Gather all lines with "Category" from the records.

- **Supplied material**
============
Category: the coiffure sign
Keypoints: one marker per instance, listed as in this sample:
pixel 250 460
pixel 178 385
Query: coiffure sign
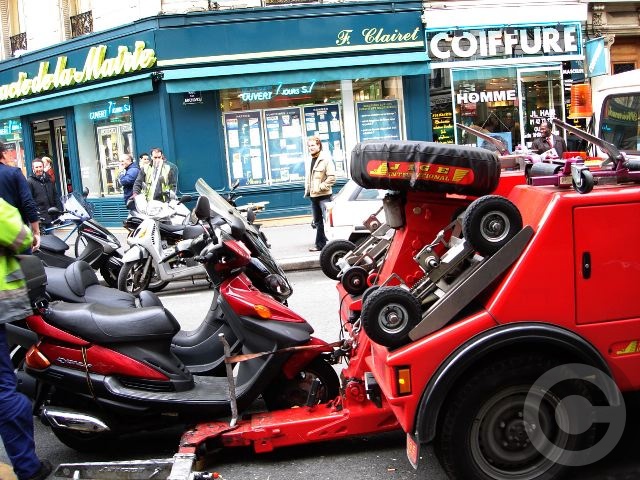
pixel 486 43
pixel 97 66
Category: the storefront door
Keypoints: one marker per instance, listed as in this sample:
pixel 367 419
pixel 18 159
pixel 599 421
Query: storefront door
pixel 541 98
pixel 50 138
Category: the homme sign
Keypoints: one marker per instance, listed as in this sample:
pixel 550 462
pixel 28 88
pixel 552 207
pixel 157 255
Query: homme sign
pixel 524 41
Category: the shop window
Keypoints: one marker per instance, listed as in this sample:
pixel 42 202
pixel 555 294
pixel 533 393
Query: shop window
pixel 266 127
pixel 622 67
pixel 486 99
pixel 11 138
pixel 620 124
pixel 104 134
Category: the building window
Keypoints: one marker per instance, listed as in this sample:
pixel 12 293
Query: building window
pixel 266 127
pixel 18 43
pixel 13 146
pixel 487 99
pixel 104 132
pixel 620 123
pixel 623 67
pixel 81 24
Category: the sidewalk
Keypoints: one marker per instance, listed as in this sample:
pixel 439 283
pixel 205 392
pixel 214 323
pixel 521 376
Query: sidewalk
pixel 290 239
============
- **Reply to the exercise**
Category: the coiffure sign
Category: the storefront door
Category: the homme sign
Category: the shop window
Category: the building window
Category: the sidewalk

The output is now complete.